— Work to be completed —
Could every line of the data be printed exactly as it reads?

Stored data
====================

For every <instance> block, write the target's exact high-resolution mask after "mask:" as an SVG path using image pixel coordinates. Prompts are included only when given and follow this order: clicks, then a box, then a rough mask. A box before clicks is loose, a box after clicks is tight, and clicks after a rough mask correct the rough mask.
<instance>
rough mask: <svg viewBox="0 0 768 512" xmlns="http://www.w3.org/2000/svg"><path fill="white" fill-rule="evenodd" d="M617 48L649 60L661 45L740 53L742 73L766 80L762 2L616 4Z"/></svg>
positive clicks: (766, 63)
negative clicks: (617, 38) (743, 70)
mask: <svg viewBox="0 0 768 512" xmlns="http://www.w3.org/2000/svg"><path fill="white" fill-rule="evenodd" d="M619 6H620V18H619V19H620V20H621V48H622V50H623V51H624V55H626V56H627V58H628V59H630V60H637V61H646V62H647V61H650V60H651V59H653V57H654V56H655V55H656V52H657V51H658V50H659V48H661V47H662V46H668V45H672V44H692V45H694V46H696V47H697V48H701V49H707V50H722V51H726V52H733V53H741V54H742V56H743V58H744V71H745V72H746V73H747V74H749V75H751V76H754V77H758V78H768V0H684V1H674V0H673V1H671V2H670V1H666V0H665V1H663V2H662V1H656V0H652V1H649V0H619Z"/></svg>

====================

— Written solution —
For every <instance> block, write the target's exact high-resolution mask after "mask:" as an SVG path using image pixel coordinates. Prompts are included only when given and follow this order: clicks, then a box, then a rough mask. A box before clicks is loose, a box after clicks is tight, and clicks after a rough mask correct the rough mask.
<instance>
rough mask: <svg viewBox="0 0 768 512" xmlns="http://www.w3.org/2000/svg"><path fill="white" fill-rule="evenodd" d="M617 48L649 60L661 45L740 53L742 73L766 80L762 2L616 4Z"/></svg>
positive clicks: (766, 63)
negative clicks: (617, 38) (743, 70)
mask: <svg viewBox="0 0 768 512" xmlns="http://www.w3.org/2000/svg"><path fill="white" fill-rule="evenodd" d="M619 6H620V18H619V19H620V20H621V48H622V50H623V51H624V55H626V56H627V58H628V59H630V60H637V61H646V62H647V61H650V60H651V59H653V57H654V56H655V55H656V52H657V51H658V50H659V48H661V47H662V46H668V45H672V44H692V45H694V46H696V47H697V48H701V49H707V50H722V51H726V52H733V53H741V54H742V56H743V58H744V71H745V72H746V73H747V74H749V75H751V76H754V77H758V78H768V0H684V1H674V0H673V1H671V2H670V1H666V0H665V1H663V2H662V1H656V0H652V1H649V0H619Z"/></svg>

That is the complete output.